Entries
****************
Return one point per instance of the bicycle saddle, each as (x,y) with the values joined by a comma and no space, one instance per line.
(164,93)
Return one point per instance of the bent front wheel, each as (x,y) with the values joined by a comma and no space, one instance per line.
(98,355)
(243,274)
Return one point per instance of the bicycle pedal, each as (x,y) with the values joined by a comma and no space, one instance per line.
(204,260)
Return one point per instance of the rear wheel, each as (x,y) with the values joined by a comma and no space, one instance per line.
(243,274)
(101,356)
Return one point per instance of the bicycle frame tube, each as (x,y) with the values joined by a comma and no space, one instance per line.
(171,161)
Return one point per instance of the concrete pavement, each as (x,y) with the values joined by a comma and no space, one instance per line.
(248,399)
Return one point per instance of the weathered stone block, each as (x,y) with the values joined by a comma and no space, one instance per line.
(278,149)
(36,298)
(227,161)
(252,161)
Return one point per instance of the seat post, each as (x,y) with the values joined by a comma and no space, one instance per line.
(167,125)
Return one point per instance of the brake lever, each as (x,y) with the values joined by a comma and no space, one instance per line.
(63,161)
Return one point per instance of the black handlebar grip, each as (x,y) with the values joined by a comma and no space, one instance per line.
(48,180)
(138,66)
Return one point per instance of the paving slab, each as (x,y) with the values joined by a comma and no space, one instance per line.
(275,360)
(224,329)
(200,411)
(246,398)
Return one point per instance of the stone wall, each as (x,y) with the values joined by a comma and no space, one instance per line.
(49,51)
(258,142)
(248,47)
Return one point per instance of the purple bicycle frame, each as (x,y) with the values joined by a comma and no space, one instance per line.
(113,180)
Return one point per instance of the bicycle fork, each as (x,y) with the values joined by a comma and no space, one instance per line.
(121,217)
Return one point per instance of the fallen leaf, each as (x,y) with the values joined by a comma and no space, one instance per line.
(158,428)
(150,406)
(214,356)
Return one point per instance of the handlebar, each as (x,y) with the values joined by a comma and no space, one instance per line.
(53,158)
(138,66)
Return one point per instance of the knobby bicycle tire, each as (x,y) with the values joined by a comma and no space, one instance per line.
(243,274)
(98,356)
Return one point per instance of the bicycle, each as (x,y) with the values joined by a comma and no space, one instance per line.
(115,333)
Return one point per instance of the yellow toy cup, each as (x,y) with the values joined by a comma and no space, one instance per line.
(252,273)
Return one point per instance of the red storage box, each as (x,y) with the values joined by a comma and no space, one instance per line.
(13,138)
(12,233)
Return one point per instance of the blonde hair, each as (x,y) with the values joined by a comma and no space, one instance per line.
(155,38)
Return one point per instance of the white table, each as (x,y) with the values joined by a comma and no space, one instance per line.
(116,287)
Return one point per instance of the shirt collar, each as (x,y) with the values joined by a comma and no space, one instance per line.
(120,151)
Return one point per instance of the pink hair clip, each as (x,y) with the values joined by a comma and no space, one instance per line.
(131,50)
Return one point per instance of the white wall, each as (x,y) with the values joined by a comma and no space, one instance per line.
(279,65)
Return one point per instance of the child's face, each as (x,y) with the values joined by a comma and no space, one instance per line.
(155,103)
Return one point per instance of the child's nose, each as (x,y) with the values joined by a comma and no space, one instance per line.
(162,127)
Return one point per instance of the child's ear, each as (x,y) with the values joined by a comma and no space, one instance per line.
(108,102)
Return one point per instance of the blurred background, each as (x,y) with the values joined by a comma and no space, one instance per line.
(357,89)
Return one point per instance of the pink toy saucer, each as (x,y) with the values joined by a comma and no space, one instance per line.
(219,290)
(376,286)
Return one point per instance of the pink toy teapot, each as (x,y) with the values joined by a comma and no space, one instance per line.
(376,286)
****************
Your task
Copy the lines word for word, starting at the line that contains "Return one point per instance of the pink toy teapot, each" and ending at the last of the lines above, including both ends.

Answer to the exercise
Return one point per instance of the pink toy teapot, each as (x,y) with the values joined by a comma and no space, one instance per line.
(376,286)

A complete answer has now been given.